↓
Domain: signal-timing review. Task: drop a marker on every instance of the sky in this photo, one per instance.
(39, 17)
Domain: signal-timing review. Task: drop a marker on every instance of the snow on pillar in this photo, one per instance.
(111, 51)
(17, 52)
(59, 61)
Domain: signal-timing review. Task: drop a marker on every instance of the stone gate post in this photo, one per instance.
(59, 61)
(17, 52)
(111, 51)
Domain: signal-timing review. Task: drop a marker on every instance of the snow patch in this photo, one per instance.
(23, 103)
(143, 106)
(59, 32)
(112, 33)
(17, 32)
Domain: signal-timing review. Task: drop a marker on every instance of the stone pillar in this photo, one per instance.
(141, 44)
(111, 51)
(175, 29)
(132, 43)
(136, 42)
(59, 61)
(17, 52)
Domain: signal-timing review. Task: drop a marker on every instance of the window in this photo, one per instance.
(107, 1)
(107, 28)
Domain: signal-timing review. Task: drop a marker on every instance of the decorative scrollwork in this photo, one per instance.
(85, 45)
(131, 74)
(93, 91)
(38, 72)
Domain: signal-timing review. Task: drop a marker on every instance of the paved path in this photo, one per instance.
↑
All the records, as written, must be given again.

• EXERCISE SOLUTION
Domain: signal-timing review. Task: drop a marker on every instance of the sky in this photo, one per instance.
(39, 17)
Domain: signal-timing review. Task: drop a marker on every instance of the snow on pillar in this photo, one per instance.
(111, 51)
(17, 52)
(59, 61)
Domain: signal-timing review. Task: drop a marker on every instance of the stone gate post in this photo, one per instance.
(59, 61)
(17, 52)
(111, 51)
Domain: signal-timing review. Task: drop a marker on every instance of the snow patch in this photo, one per instance.
(23, 103)
(143, 106)
(59, 32)
(112, 33)
(17, 32)
Domain: signal-timing review. Task: drop a marker on every instance of the stone pillar in this photo, one per instance.
(141, 44)
(111, 51)
(175, 29)
(132, 43)
(136, 42)
(59, 61)
(17, 52)
Domain: signal-timing review. Task: drop a marker on every instance of the window in this photo, one per instance.
(107, 1)
(107, 28)
Domain: signal-timing review. Task: drop a marker on every instance of the decorative scrollwork in this photo, one per instance.
(85, 45)
(131, 74)
(93, 91)
(38, 72)
Domain: signal-timing review. Task: drop a marker on every instance of the paved path in this photo, one per instance.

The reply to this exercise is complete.